Copy out, word for word, the stretch of lines from the one containing "For every instance of the log" through the last line, including both ends.

= = = =

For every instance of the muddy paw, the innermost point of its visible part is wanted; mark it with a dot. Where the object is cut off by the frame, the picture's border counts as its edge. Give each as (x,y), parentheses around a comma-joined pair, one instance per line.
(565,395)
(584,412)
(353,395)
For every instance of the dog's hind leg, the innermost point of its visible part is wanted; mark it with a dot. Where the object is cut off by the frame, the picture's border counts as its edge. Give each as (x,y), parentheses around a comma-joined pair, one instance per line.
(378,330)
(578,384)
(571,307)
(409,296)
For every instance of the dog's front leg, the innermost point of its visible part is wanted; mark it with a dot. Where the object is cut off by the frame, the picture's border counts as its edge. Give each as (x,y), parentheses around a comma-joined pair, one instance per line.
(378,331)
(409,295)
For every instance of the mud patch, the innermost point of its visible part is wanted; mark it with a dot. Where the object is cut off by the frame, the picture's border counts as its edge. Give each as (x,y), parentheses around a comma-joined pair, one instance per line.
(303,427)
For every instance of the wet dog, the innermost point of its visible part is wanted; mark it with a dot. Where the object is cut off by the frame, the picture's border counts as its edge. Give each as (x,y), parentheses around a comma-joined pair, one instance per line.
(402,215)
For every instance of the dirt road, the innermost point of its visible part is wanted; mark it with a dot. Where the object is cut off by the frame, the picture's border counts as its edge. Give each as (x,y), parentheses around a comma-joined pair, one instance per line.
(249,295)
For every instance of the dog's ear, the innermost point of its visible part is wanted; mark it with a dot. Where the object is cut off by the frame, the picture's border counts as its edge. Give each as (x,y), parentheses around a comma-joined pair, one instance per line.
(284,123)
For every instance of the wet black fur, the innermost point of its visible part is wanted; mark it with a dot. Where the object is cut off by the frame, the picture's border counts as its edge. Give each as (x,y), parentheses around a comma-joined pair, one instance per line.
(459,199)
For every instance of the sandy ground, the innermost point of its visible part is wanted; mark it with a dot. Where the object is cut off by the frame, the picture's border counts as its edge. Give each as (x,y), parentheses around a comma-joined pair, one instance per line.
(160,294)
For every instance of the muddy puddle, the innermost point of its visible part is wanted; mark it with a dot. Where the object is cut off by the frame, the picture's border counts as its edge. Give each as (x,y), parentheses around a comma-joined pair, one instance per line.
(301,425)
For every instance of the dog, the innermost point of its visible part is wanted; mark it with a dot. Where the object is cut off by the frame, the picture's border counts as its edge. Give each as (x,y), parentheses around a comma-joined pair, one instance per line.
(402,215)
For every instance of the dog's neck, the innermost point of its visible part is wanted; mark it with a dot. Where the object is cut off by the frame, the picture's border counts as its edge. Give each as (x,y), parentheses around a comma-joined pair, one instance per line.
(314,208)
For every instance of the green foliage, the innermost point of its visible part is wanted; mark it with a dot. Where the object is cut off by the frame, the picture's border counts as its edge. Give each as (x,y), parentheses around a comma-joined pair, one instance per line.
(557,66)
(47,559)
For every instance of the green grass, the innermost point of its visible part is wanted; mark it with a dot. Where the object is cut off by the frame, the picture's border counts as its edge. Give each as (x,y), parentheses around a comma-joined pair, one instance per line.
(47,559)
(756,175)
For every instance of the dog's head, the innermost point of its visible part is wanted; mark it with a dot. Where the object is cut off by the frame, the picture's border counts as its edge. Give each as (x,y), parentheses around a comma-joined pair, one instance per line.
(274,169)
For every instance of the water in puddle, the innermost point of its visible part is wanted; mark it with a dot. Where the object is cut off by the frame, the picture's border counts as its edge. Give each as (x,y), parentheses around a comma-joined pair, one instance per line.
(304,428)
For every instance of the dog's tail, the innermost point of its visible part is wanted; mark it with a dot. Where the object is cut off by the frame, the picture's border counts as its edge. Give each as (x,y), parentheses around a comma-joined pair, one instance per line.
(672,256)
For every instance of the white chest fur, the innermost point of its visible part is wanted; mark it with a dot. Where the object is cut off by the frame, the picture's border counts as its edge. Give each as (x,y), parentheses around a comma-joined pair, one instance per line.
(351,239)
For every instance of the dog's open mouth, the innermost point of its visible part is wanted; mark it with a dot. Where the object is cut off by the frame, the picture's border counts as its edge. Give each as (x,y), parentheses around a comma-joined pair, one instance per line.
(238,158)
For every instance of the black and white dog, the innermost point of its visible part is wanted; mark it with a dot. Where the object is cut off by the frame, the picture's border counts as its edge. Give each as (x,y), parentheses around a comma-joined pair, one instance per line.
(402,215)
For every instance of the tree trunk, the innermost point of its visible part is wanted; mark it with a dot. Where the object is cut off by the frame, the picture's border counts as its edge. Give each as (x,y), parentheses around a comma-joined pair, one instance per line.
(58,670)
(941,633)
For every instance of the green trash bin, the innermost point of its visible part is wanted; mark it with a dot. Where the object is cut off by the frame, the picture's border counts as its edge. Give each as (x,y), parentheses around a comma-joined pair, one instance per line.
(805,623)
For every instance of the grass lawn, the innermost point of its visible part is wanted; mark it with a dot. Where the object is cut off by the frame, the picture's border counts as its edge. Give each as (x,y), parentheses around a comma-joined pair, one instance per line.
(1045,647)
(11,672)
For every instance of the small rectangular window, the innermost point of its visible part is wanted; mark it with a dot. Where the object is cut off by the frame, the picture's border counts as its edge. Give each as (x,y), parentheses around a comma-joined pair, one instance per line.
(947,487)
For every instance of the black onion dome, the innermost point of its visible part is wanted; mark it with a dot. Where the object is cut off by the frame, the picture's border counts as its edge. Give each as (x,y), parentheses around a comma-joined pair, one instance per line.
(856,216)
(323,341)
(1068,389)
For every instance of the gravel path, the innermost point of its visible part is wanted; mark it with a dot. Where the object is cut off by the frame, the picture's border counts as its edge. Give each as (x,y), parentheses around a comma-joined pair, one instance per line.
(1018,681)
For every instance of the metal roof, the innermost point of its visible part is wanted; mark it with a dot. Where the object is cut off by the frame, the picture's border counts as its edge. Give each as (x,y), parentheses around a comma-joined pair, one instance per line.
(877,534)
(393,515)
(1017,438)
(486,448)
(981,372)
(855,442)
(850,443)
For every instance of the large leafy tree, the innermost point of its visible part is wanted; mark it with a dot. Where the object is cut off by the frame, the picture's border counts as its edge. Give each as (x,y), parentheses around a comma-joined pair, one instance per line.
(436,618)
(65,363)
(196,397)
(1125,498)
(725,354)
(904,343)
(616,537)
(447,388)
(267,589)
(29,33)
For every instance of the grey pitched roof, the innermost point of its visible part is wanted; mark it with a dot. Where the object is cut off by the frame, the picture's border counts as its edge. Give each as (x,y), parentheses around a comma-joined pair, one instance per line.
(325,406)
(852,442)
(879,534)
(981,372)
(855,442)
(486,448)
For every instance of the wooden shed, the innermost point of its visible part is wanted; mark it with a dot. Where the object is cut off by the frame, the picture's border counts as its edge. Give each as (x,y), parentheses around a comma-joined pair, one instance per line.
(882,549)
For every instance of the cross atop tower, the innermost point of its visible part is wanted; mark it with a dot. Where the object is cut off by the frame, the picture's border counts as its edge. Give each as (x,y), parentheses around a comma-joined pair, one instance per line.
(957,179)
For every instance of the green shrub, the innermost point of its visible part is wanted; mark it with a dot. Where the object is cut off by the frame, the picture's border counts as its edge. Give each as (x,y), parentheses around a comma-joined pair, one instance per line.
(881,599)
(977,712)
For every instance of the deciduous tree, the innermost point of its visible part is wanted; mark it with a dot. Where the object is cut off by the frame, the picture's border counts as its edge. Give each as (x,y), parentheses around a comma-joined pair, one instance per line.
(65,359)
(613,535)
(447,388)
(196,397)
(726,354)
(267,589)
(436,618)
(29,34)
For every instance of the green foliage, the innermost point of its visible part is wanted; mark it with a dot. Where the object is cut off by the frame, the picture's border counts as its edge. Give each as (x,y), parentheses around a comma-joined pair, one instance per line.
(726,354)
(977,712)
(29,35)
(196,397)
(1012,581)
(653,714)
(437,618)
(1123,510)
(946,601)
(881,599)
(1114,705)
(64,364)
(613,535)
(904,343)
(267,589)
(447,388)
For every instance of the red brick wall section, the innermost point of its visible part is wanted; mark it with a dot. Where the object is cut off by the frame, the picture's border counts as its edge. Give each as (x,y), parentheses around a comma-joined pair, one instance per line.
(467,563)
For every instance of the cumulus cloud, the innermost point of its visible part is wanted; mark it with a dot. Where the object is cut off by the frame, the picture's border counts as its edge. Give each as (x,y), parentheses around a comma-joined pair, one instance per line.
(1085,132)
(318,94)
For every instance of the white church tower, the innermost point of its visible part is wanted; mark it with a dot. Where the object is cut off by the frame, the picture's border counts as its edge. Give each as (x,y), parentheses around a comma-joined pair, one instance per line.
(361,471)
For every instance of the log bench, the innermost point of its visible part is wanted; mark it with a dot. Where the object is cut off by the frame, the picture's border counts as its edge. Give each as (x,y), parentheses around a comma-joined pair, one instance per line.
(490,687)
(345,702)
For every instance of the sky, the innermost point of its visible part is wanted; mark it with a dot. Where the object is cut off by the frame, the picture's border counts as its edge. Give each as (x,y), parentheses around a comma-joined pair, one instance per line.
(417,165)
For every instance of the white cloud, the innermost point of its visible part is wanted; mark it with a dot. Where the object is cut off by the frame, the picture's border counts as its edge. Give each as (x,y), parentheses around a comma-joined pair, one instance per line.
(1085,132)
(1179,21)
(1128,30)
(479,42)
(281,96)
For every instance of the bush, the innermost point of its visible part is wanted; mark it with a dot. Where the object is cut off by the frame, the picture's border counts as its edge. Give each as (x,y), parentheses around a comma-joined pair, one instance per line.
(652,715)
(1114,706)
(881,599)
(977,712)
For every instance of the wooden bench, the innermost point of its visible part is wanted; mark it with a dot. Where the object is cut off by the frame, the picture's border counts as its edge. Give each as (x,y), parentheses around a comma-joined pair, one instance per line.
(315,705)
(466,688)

= = = =

RESULT OF THE TASK:
For every instance of the log bench, the innermost point of its visible part is wanted; mark it with a dot. Where the object is cut off by the frame, the picture's border counts as its edge. Give each as (x,y), parentheses around a comma-joined pair, one instance per line.
(490,687)
(345,702)
For every instance of the sky, the innermost point of its visible part is wanted; mark it with a dot. Where the object is cut off by the frame, the picture's border counts as its edge. Give each as (x,y), parentheses around a comma-joined pair, one instance per line.
(417,165)
For every instance of the white cloud, the innermost point of its visible part is wanted; mark it with a dot. Where the object is cut off by the frame, the picture's border counts as its edge. Give each as (x,y), parentheses around a comma-joined pair, one instance per line.
(1085,132)
(1179,21)
(1128,30)
(479,42)
(281,96)
For every instance of the bush, the innermost point of its visible part is wanted; mark it with a dot. Where the object is cut off by the frame, the picture's border counts as its edge. Give each as (x,y), parentheses around a comma-joined pair, one instance per line.
(652,715)
(1114,706)
(881,599)
(977,712)
For every instance of the wooden bench, the innermost point of its visible part is wanted; mark it with a dot. Where the object is cut off by the frame, the picture's border counts as its edge. Give each as (x,y), parentheses around a comma-joined pair, one instance per line.
(315,705)
(466,688)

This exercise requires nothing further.